Your task is to give the data again, exactly, with every line intact.

___ Dataset rows

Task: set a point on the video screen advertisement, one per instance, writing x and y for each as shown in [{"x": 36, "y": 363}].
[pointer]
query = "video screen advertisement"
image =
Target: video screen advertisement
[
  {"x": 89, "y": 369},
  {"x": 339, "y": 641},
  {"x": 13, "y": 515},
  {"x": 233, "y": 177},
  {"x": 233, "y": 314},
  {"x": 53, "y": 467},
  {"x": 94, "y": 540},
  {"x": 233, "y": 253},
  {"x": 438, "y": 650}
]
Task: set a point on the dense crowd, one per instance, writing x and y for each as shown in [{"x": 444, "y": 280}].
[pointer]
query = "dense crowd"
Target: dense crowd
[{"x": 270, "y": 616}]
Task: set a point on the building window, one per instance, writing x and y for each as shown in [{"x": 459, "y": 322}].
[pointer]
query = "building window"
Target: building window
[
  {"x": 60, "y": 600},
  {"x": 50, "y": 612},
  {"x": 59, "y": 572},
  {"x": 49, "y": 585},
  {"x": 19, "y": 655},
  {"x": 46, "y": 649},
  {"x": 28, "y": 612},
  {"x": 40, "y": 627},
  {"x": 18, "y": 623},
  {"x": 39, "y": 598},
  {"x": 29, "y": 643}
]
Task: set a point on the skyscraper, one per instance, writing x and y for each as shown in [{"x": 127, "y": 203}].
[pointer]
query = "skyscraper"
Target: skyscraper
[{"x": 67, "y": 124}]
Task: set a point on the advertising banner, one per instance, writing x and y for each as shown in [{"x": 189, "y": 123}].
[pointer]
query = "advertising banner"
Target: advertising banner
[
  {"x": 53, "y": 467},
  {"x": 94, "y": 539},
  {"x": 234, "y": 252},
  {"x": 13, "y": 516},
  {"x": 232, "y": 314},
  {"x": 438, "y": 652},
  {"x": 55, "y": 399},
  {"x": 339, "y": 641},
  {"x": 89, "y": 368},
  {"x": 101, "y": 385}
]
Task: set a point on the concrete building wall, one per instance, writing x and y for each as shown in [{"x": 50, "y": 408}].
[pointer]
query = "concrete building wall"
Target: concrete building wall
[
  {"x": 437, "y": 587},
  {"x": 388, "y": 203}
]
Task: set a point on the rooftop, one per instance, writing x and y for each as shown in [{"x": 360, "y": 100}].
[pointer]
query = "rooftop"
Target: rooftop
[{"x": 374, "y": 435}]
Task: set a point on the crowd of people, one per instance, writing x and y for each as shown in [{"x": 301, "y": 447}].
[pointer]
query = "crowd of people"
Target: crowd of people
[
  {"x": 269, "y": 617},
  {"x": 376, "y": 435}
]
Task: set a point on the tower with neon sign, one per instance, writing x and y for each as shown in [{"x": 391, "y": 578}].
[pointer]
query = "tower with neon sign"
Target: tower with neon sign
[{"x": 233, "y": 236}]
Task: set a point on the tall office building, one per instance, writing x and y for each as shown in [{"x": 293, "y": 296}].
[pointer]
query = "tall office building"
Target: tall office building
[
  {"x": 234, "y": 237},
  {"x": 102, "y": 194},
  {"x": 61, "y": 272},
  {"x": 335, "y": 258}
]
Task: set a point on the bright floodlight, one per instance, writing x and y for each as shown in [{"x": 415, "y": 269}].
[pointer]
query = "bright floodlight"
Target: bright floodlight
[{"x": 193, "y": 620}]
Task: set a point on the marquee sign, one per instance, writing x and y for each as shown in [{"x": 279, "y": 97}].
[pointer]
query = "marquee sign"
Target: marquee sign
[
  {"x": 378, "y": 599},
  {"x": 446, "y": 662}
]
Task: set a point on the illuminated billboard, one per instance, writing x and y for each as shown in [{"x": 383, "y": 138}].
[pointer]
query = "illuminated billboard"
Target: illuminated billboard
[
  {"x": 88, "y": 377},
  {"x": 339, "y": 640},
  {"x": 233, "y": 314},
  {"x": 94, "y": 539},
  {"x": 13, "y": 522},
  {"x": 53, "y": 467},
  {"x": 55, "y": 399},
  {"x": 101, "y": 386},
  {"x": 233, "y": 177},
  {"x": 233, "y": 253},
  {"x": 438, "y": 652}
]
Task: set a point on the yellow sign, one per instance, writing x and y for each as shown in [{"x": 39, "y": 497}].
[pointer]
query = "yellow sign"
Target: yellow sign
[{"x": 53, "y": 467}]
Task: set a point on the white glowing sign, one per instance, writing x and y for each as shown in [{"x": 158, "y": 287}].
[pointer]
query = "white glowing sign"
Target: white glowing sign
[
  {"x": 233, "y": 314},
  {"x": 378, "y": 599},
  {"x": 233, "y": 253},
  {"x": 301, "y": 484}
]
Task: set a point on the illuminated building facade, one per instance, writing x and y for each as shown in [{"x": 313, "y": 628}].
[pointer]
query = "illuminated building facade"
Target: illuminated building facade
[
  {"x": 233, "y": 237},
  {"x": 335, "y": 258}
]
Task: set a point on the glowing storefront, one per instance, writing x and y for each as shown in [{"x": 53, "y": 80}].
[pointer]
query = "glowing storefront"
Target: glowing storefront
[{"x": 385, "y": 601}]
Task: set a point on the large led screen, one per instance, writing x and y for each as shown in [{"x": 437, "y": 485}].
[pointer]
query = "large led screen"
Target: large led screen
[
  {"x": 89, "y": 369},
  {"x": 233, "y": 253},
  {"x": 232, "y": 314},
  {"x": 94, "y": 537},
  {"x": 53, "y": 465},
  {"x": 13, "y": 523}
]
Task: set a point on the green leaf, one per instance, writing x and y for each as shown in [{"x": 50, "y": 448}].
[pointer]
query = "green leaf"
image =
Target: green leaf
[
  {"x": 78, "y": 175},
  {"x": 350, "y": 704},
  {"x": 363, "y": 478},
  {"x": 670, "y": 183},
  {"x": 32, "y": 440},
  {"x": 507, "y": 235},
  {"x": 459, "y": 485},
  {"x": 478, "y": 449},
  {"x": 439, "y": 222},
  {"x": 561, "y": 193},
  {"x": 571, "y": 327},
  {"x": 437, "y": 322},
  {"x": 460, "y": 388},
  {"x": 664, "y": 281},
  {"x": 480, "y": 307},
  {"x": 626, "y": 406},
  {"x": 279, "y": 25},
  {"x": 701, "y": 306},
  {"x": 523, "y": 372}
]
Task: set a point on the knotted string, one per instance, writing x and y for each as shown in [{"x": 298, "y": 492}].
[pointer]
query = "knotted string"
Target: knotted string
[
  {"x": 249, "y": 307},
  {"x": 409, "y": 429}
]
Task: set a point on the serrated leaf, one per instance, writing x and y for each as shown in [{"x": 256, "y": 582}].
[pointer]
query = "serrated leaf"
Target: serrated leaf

______

» Written response
Task: set a point on the video screen advertisement, one per instance, writing x and y for each as shown in [{"x": 36, "y": 363}].
[pointer]
query = "video screen advertisement"
image =
Target: video screen advertisement
[
  {"x": 89, "y": 369},
  {"x": 339, "y": 641},
  {"x": 13, "y": 515},
  {"x": 233, "y": 177},
  {"x": 233, "y": 314},
  {"x": 53, "y": 467},
  {"x": 94, "y": 540},
  {"x": 233, "y": 253},
  {"x": 438, "y": 650}
]
Task: set a point on the dense crowd, one per instance, writing x and y for each as shown in [{"x": 444, "y": 280}].
[pointer]
query = "dense crowd"
Target: dense crowd
[{"x": 270, "y": 616}]
Task: set a point on the building window, one per instance, writing x and y for each as shown in [{"x": 459, "y": 322}].
[pointer]
query = "building window"
Target: building window
[
  {"x": 60, "y": 600},
  {"x": 50, "y": 612},
  {"x": 59, "y": 572},
  {"x": 49, "y": 585},
  {"x": 19, "y": 655},
  {"x": 46, "y": 649},
  {"x": 28, "y": 612},
  {"x": 40, "y": 627},
  {"x": 18, "y": 623},
  {"x": 39, "y": 598},
  {"x": 29, "y": 643}
]
Task: set a point on the skyscraper, one per instance, writing x and y for each as shown in [{"x": 127, "y": 203}].
[pointer]
query = "skyscraper"
Target: skyscraper
[{"x": 67, "y": 124}]
Task: set a point on the advertising banner, one per instance, writing x and y for each as shown in [{"x": 189, "y": 123}].
[pointer]
query = "advertising banner"
Target: advertising banner
[
  {"x": 53, "y": 467},
  {"x": 94, "y": 539},
  {"x": 234, "y": 252},
  {"x": 13, "y": 516},
  {"x": 232, "y": 314},
  {"x": 438, "y": 652},
  {"x": 55, "y": 399},
  {"x": 339, "y": 641},
  {"x": 89, "y": 368},
  {"x": 101, "y": 385}
]
Task: set a point on the concrete building wall, one per instance, writing x and y for each as shown in [{"x": 50, "y": 408}].
[pointer]
query = "concrete building wall"
Target: concrete building wall
[
  {"x": 437, "y": 587},
  {"x": 388, "y": 203}
]
Task: set a point on the rooftop, one per instance, writing x and y for each as shown in [{"x": 360, "y": 100}].
[pointer]
query = "rooftop"
Target: rooftop
[{"x": 374, "y": 435}]
Task: set a point on the crowd of people, one per instance, writing x and y for each as shown in [{"x": 301, "y": 447}].
[pointer]
query = "crowd of people"
Target: crowd of people
[
  {"x": 269, "y": 617},
  {"x": 376, "y": 435}
]
Task: set a point on the tower with neon sign, one per instance, writing x and y for each as shown in [{"x": 391, "y": 578}].
[pointer]
query = "tower with neon sign"
Target: tower with neon sign
[{"x": 233, "y": 236}]
Task: set a point on the tall office building, one per instance, writing x and y for each as shown in [{"x": 293, "y": 296}].
[pointer]
query = "tall office building"
Target: tall office building
[
  {"x": 234, "y": 237},
  {"x": 102, "y": 194},
  {"x": 61, "y": 272},
  {"x": 335, "y": 258}
]
Task: set a point on the bright floodlight, one per instance, writing x and y for each as shown in [{"x": 415, "y": 269}].
[pointer]
query = "bright floodlight"
Target: bright floodlight
[{"x": 193, "y": 620}]
Task: set a point on the marquee sign, one per instance, writing x and y for each as shown in [{"x": 279, "y": 97}].
[pointer]
query = "marquee sign"
Target: marquee sign
[
  {"x": 378, "y": 599},
  {"x": 446, "y": 662}
]
Task: set a point on the illuminated billboard, one per instance, writing x and y for each as shown in [{"x": 383, "y": 138}].
[pointer]
query = "illuminated billboard"
Target: illuminated billboard
[
  {"x": 88, "y": 377},
  {"x": 339, "y": 640},
  {"x": 233, "y": 314},
  {"x": 94, "y": 539},
  {"x": 13, "y": 522},
  {"x": 53, "y": 467},
  {"x": 55, "y": 399},
  {"x": 101, "y": 386},
  {"x": 233, "y": 177},
  {"x": 233, "y": 253},
  {"x": 438, "y": 652}
]
Task: set a point on the yellow sign, one per instance, writing x and y for each as shown in [{"x": 39, "y": 497}].
[pointer]
query = "yellow sign"
Target: yellow sign
[{"x": 53, "y": 467}]
Task: set a point on the white glowing sign, one per instance, writing x and y for each as shown in [{"x": 158, "y": 287}].
[pointer]
query = "white glowing sign"
Target: white glowing sign
[
  {"x": 233, "y": 314},
  {"x": 378, "y": 599},
  {"x": 233, "y": 253},
  {"x": 301, "y": 484}
]
Task: set a point on the illuminated building facade, one per instance, writing x and y for each as shown in [{"x": 313, "y": 628}].
[pointer]
query = "illuminated building facade"
Target: illuminated building facade
[
  {"x": 233, "y": 237},
  {"x": 335, "y": 258}
]
Task: set a point on the glowing storefront, one per instance, writing x and y for each as shown in [{"x": 53, "y": 80}].
[pointer]
query = "glowing storefront"
Target: glowing storefront
[{"x": 385, "y": 601}]
Task: set a point on the large led screen, one per instance, writing x and y for each as shown in [{"x": 437, "y": 485}].
[pointer]
query = "large led screen"
Target: large led screen
[
  {"x": 89, "y": 369},
  {"x": 233, "y": 253},
  {"x": 232, "y": 314},
  {"x": 94, "y": 537},
  {"x": 53, "y": 465},
  {"x": 13, "y": 523}
]
Task: set a point on the green leaf, one per instance, writing x and y for each as shown in [{"x": 50, "y": 448}].
[pointer]
query = "green leaf"
image =
Target: green leaf
[
  {"x": 78, "y": 175},
  {"x": 350, "y": 704},
  {"x": 363, "y": 478},
  {"x": 670, "y": 183},
  {"x": 32, "y": 440},
  {"x": 507, "y": 235},
  {"x": 459, "y": 485},
  {"x": 478, "y": 449},
  {"x": 439, "y": 222},
  {"x": 561, "y": 193},
  {"x": 571, "y": 327},
  {"x": 437, "y": 322},
  {"x": 460, "y": 388},
  {"x": 664, "y": 281},
  {"x": 480, "y": 307},
  {"x": 626, "y": 406},
  {"x": 279, "y": 25},
  {"x": 701, "y": 306},
  {"x": 523, "y": 372}
]
Task: set a point on the knotted string, one per instance, writing x and y for each as shown in [{"x": 298, "y": 492}].
[pointer]
query = "knotted string"
Target: knotted string
[
  {"x": 249, "y": 307},
  {"x": 409, "y": 429}
]
Task: set a point on the serrated leaf, one per instance, writing x and y for each as shown in [{"x": 256, "y": 582}].
[pointer]
query = "serrated leaf"
Target: serrated leaf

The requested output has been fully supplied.